**Data shown:**
****

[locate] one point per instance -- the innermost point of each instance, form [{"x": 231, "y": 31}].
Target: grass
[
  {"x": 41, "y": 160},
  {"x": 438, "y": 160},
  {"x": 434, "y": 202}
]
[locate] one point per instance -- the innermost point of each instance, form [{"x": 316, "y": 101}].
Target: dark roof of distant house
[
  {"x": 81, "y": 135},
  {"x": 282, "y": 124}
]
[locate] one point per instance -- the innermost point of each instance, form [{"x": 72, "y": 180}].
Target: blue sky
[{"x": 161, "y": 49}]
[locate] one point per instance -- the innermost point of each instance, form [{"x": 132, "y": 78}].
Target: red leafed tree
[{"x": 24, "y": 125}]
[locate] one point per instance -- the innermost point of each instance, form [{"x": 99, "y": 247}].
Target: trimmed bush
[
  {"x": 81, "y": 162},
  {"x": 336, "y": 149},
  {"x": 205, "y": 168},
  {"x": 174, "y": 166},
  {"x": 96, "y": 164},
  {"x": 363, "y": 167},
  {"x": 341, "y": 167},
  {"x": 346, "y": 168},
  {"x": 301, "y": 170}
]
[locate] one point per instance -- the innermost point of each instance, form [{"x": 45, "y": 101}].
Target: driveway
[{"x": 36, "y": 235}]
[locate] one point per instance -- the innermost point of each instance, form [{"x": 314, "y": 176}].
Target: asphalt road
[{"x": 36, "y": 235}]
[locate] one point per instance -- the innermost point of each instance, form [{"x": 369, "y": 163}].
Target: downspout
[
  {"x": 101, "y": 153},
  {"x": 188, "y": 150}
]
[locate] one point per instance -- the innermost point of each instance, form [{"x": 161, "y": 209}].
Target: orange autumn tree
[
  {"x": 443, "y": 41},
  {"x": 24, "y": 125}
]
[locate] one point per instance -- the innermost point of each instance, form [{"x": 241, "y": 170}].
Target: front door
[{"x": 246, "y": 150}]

****

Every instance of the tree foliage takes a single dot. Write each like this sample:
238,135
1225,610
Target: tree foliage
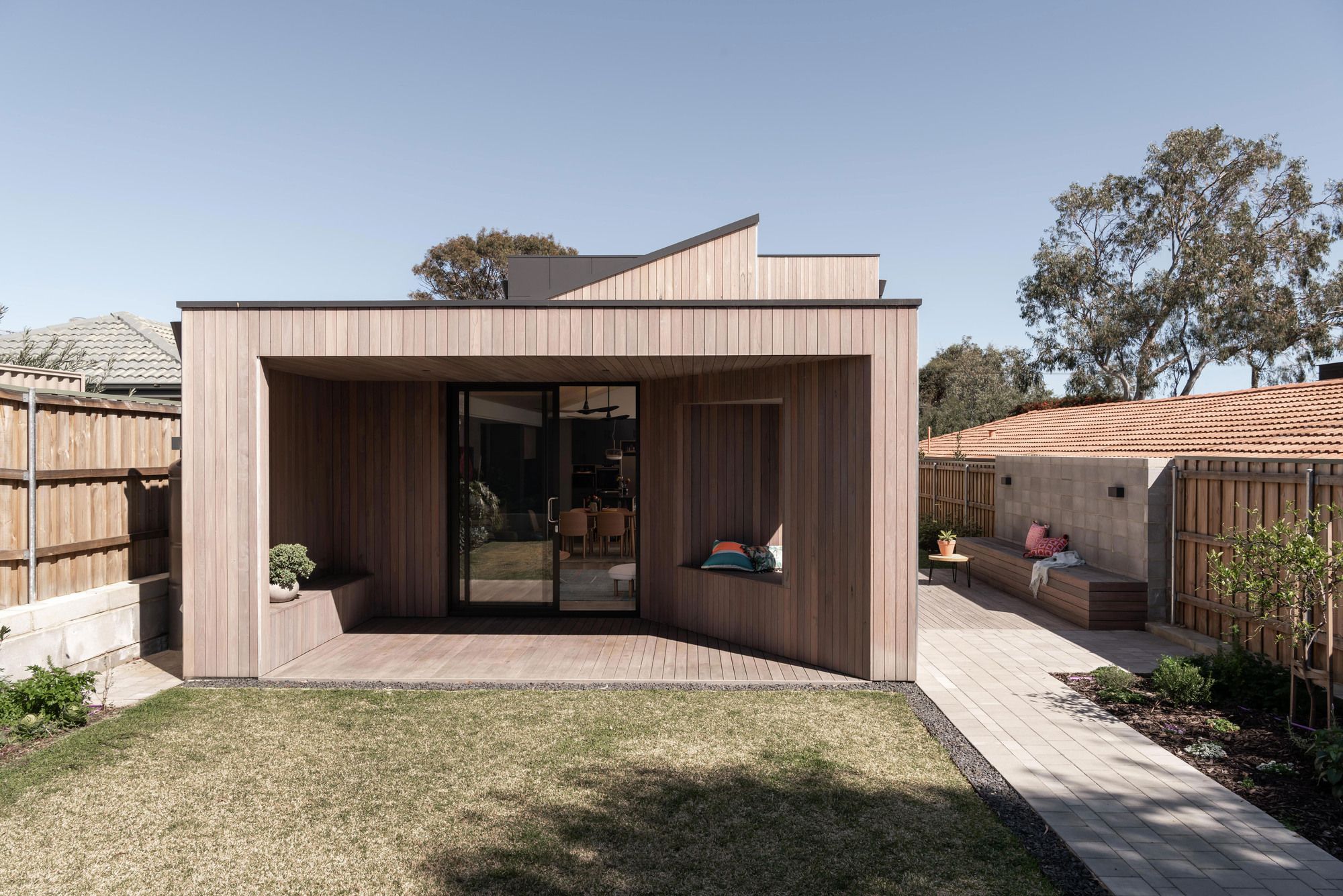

****

**What to produce:** Search the data above for the string "foliage" and copy each line that has it.

**The answer:**
Every instance of the tree foliage takes a single dot. Write each like this sample:
Target: tree foliage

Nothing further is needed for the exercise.